• ВЫБРАННЫЙ ОТРЫВОК:
В корпусе основном, монументальном здании постройки тридцатых годов, обитали классики: Райзман в одном крыле, Юткевич - в другом, каждый в своей постоянной комнате. Райзман, известный своей методичностью, прогуливался по дорожкам в одни и те же часы и, проходя мимо, заглядывал к нам с Марленом. А вечером появлялся Галич с гитарой и публикой, которую он собирал и тащил к нам. Сидели обычно допоздна, просыпались с тяжелой годовой. Когда мы ухитрялась работать и как оно получилось, что сценарий был придуман и написан за месяц, для меня до сих пор загадка.

Помню, не могли начать. Спорили. Марлен Мартынович упрям не только с властями. Он человек, живущий настоящей минутой, но проживающий ее с такой интенсивностью и затратой души, что хватило бы на день. Если вы хотите его в чем-то переубедить, приходите завтра. Если он обижен на вас, знайте: он страдает. Случались у нас ситуации, когда сакраментальное "тутуц-джан" шло в ход то с одной, то с другой стороны.

Он долго еще оставался во власти "Заставы Ильича". Я нередко наблюдал это у режиссеров: картина забирает человека настолько, что он не может из нее выйти. С Райзманом мы начинали в 1970 году "Визит вежливости" после его картины "Твой современник", и я только и слышал: побольше публицистики! У самого Хуциева завод в "Заставе Ильича" - продолжение завода из "Весны на Заречной улицы", и "Застава" поначалу была похожа на "Весну", и лишь с приходом Шпаликова, как мне рассказывал сам Марлен, страница эта была наконец перевернута, пришла новая реальность, ее принес сценарист. Я не вижу в этом ничего обидного для режиссера и, думаю, не преувеличу собственных заслуг, если скажу, что и в новой работе роль сценариста в том и заключалась, чтобы принести еще не освоенный материал. В данном случае я убеждал моего друга, что героям не двадцать лет, как он предполагал, а целых тридцать, то есть тот возраст, когда человек уже платит по каким-то счетам, что-то уже состоялось, и это, может быть, самое интересное, о чем мы могли бы поведать миру... Спор наш, продолжавшийся достаточно долго, разрешился по обоюдному согласию "третейским судьей" - им оказался общий наш друг Александр Володин. "Тридцать",- сказал он, и мы сели работать.

Год спустя Марлен Мартынович говорил в своих интервью, что "Июльский дождь" - вторая часть задуманной им дилогии. Если первая называлась "Мне двадцать лет" (название, под которым "Застава Ильича" вышла в прокат), то вторую с успехом можно было бы назвать "Мне тридцать лет". Меня это нисколько не обидело, скорее обрадовало: без такого "присвоения" идеи, чьей бы она ни была, режиссер не может снимать картину. В ней все должно быть выстрадано им самостоятельно, присвоено, да, конечно. Те, кто этого не понимает, не должны идти в сценаристы.

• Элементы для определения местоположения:
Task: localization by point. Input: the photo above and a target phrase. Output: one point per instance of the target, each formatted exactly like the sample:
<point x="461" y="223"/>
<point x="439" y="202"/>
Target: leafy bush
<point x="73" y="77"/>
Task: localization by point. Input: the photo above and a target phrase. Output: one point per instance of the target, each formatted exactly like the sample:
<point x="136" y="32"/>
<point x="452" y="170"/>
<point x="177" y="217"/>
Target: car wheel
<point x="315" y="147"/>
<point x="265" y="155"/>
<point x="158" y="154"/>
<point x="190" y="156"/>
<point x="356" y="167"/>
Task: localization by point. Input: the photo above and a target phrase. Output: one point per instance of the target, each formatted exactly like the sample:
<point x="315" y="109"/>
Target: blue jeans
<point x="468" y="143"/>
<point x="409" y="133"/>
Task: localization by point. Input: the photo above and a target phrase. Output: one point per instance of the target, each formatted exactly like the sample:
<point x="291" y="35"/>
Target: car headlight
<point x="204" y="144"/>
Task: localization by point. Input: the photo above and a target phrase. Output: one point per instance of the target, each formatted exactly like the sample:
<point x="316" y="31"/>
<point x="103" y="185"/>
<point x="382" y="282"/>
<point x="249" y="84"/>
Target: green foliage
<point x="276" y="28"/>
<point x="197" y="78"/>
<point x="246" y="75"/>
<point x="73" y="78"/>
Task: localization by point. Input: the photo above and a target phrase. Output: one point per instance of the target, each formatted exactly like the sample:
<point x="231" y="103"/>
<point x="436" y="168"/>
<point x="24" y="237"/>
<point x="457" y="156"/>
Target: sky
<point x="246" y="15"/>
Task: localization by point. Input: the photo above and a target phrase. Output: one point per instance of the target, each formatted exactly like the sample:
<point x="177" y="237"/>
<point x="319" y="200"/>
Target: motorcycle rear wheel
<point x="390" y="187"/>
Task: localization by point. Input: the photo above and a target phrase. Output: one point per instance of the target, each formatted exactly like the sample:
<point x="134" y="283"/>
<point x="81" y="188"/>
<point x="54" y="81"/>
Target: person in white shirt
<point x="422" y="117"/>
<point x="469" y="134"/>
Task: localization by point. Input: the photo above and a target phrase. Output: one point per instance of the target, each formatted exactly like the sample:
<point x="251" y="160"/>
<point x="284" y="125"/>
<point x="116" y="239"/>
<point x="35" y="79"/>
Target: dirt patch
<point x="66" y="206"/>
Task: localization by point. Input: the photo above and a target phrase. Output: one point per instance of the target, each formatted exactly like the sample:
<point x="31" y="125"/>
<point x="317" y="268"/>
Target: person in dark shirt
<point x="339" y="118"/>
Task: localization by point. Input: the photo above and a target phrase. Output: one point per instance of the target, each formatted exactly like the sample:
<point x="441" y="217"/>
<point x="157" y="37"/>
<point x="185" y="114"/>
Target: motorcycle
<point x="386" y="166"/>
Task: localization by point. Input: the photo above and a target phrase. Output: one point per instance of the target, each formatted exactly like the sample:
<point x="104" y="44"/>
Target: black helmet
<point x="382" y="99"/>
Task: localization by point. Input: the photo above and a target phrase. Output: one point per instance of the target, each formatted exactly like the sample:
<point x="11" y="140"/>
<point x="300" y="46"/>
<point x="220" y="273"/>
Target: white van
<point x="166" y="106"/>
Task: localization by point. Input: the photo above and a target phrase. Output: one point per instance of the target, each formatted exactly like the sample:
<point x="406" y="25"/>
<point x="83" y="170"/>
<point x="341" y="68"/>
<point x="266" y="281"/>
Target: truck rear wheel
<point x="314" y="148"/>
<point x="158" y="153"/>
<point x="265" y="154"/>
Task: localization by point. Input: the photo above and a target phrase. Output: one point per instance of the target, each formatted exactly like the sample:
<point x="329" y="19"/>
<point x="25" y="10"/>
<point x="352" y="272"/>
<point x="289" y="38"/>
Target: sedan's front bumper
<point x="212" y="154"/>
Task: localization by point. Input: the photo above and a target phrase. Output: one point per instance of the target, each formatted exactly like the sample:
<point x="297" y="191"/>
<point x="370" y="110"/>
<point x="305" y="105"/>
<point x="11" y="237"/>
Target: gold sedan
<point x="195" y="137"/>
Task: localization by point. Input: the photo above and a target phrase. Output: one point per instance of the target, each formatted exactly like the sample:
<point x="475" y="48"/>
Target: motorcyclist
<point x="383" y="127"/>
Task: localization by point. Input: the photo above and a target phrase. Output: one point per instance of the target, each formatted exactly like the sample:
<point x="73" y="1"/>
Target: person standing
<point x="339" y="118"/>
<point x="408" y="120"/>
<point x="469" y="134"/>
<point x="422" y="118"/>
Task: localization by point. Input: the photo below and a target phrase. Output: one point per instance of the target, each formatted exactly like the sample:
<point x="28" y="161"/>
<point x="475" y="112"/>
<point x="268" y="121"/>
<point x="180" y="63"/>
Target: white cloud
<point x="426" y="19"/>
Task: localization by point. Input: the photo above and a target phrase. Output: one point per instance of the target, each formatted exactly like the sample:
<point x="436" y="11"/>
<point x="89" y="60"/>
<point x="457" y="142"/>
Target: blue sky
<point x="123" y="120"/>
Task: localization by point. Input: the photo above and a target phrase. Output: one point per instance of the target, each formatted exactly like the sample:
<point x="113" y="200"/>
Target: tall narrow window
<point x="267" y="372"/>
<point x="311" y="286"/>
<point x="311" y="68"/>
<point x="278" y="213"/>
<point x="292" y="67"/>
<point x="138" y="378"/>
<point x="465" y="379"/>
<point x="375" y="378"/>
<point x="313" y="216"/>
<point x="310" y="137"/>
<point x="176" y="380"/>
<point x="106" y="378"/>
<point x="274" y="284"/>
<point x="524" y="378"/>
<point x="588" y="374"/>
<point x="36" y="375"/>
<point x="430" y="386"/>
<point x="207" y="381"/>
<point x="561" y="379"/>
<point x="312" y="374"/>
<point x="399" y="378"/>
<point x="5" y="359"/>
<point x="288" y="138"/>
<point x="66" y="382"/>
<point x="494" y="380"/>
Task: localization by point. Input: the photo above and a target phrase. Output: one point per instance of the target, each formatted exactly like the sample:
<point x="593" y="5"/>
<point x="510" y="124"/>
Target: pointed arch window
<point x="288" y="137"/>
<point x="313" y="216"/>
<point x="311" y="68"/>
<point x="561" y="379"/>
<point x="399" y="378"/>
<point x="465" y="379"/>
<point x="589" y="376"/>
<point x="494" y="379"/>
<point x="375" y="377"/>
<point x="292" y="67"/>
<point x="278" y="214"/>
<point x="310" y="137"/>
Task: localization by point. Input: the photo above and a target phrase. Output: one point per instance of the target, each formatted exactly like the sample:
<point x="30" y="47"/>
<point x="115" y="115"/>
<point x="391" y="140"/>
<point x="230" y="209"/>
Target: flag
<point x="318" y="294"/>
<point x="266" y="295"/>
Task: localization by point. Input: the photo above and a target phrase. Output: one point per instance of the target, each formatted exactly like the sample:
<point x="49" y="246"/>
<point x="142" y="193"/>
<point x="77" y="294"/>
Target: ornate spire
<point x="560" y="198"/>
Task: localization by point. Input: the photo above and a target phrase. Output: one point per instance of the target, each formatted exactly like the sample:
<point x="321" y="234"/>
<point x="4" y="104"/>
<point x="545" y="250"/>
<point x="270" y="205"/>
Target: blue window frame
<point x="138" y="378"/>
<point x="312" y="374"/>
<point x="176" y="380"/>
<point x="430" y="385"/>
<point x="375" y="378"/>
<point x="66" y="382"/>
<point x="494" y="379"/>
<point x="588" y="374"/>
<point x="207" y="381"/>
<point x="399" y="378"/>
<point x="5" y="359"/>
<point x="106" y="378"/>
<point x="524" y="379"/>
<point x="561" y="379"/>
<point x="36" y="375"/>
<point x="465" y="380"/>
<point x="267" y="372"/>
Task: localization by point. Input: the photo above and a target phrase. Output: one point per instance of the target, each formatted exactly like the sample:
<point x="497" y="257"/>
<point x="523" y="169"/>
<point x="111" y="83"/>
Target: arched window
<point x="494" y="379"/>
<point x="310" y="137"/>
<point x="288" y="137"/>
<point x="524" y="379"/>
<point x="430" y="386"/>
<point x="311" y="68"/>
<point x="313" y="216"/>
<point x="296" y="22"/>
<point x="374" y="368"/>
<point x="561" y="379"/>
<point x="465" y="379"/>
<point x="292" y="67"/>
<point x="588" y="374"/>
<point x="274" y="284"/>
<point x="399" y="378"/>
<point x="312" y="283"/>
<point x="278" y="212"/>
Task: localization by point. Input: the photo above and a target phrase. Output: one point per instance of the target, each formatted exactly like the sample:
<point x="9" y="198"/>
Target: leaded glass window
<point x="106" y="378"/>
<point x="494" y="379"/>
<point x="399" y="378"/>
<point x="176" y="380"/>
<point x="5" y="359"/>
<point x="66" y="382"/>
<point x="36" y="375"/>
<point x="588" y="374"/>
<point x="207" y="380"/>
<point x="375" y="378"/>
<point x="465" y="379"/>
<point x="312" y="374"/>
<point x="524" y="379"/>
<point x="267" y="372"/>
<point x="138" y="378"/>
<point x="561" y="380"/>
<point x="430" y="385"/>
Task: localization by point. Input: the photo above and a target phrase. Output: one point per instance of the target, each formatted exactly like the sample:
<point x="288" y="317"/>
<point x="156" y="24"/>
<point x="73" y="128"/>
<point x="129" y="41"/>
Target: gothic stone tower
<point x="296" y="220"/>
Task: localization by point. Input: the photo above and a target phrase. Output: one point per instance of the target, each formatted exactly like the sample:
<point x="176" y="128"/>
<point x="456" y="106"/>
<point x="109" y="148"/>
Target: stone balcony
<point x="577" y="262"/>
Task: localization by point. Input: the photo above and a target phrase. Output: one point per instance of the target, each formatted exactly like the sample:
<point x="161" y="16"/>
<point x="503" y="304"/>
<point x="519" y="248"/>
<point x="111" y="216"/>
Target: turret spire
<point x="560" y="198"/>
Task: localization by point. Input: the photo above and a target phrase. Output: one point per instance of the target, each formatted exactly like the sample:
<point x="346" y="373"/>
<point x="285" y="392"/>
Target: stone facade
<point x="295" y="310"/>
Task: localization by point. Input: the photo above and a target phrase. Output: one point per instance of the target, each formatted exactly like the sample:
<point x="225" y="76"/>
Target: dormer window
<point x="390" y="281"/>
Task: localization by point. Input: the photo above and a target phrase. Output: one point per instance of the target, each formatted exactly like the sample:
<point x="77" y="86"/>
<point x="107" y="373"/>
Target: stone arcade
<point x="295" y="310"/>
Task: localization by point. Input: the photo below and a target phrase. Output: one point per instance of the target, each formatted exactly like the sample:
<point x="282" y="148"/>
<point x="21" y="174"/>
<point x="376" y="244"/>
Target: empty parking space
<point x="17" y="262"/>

• ЧТО СДЕЛАТЬ:
a: Кто, согласно отрывку, стал «третейским судьей» в споре о возрасте героев?
b: Подсчитайте, сколько строк данных содержат слово "motorcycle", с учетом регистра. В ответе укажите только число.

• ОТВЕТЫ:
a: Общий друг, Александр Володин.

b: 2